How many lines within the records include the word "below"? Only that number should be given.

######

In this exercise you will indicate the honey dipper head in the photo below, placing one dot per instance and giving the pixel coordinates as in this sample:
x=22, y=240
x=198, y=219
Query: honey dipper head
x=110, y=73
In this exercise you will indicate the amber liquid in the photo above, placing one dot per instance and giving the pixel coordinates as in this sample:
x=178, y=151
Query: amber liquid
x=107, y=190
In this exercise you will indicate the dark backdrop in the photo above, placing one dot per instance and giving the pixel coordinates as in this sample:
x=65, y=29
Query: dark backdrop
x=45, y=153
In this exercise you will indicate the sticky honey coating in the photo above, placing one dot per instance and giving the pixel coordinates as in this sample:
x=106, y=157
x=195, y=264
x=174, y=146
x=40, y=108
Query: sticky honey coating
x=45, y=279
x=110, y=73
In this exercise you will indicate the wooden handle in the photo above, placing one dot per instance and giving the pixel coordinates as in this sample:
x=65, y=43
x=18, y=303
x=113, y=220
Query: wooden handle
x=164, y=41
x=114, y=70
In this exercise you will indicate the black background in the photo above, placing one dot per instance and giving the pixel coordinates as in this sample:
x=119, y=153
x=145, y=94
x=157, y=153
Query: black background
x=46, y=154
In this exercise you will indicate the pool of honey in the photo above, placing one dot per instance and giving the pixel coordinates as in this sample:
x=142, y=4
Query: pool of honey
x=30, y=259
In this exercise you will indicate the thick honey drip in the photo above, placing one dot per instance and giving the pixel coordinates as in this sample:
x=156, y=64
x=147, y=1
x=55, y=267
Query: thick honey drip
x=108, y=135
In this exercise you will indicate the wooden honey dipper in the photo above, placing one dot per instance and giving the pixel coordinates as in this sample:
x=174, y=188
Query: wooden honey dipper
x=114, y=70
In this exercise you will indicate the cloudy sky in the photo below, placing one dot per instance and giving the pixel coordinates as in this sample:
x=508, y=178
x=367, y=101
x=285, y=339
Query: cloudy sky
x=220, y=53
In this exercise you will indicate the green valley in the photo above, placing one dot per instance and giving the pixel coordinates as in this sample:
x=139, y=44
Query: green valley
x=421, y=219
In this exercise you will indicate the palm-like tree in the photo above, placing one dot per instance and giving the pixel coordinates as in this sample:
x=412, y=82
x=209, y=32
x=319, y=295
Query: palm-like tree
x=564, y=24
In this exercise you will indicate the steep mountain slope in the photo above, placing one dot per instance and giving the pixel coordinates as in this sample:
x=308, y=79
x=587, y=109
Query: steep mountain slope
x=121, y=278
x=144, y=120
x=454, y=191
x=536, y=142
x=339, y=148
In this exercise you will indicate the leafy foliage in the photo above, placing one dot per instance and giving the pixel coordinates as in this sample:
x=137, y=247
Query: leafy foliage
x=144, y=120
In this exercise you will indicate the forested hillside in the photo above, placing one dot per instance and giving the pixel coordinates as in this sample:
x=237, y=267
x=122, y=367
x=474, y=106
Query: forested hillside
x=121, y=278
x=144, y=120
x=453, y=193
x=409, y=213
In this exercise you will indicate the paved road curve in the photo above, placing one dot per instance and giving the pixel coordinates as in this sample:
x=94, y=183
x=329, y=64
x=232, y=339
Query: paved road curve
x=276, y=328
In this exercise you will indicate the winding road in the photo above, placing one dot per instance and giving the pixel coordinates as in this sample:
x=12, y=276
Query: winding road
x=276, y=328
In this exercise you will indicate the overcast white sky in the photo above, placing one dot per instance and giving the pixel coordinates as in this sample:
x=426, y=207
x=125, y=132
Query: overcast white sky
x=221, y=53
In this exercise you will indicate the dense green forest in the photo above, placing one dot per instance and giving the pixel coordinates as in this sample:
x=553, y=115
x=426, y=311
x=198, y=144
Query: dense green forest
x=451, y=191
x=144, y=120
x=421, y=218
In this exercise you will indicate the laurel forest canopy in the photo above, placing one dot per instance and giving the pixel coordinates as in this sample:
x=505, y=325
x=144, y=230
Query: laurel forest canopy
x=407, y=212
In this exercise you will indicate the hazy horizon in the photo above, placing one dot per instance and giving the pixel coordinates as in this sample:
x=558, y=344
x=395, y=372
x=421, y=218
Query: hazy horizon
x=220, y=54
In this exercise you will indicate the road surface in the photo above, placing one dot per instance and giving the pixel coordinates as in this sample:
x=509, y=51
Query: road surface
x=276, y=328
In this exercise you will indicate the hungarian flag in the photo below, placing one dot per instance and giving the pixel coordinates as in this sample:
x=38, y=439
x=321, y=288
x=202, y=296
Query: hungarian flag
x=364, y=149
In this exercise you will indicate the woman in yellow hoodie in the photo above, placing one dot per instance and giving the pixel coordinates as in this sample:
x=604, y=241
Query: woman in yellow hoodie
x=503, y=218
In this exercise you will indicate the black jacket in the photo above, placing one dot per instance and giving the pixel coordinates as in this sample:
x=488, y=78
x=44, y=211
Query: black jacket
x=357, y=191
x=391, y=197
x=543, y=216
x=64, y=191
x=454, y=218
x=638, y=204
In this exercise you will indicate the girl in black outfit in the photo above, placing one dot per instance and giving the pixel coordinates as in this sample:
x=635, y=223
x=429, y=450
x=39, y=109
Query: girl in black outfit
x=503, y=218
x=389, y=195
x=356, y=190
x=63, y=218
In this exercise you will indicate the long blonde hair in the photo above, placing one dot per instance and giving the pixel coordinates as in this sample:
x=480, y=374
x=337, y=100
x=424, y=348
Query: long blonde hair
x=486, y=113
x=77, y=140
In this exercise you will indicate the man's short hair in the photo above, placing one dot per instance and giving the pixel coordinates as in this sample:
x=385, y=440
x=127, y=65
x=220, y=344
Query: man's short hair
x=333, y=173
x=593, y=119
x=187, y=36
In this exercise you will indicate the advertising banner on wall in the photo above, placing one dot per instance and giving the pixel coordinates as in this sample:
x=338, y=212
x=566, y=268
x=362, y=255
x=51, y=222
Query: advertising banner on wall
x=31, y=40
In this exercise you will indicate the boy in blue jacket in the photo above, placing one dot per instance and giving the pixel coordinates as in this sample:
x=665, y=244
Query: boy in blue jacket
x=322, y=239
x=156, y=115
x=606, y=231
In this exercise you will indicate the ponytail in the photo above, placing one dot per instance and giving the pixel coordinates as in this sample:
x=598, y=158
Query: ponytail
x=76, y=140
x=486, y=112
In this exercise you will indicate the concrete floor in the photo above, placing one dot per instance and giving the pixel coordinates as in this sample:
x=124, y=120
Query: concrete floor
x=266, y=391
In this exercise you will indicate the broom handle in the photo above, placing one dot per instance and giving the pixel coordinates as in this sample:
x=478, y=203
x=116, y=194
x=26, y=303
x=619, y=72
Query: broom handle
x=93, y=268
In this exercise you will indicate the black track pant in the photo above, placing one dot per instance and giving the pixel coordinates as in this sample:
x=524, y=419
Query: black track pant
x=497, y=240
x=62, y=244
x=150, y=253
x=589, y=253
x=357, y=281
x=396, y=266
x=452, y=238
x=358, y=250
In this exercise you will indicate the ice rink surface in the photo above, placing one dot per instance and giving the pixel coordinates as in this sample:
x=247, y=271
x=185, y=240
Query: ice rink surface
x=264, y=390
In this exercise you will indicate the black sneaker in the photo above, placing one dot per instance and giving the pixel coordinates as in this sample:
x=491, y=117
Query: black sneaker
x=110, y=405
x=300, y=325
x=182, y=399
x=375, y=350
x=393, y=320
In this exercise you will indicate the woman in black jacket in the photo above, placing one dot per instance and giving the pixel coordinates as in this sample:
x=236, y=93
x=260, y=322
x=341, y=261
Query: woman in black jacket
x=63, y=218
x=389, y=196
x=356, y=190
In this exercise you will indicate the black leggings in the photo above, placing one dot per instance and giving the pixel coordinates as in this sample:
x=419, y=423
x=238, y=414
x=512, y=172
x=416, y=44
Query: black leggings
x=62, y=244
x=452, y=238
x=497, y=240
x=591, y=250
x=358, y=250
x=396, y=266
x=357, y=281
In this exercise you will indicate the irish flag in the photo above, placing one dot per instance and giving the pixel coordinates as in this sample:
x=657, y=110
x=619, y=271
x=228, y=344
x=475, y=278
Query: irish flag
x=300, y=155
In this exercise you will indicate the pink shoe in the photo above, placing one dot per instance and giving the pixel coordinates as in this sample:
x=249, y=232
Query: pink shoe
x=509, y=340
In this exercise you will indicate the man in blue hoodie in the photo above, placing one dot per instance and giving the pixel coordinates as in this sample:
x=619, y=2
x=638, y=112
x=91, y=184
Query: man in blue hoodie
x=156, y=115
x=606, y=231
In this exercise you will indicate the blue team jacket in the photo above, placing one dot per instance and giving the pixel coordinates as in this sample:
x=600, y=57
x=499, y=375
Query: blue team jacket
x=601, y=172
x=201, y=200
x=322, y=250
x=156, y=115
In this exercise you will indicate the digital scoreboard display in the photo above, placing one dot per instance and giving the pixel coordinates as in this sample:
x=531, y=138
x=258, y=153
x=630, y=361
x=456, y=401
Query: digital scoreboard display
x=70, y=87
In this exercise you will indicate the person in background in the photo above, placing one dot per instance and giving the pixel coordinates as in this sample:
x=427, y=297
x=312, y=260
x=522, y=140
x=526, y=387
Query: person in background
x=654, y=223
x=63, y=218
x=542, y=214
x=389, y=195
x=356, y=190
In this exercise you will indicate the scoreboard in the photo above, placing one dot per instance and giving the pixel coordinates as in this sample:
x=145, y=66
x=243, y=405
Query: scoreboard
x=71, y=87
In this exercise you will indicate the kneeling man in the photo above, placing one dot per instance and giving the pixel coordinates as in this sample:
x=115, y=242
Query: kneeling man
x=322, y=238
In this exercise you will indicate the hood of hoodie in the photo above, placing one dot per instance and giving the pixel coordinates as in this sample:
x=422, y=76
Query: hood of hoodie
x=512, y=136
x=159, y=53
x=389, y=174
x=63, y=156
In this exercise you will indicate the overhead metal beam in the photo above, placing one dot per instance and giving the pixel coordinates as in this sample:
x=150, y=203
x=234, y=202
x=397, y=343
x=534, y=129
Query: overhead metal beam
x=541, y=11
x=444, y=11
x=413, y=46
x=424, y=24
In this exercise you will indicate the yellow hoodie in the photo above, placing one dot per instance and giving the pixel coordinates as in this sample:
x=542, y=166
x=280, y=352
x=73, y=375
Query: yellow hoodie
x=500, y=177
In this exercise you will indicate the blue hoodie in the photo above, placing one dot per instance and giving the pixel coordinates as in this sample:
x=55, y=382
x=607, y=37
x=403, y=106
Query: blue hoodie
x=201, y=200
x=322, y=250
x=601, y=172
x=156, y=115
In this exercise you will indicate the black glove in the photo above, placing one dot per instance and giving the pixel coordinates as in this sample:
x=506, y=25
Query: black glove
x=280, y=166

######

- [RESPONSE TO THIS EXERCISE] 3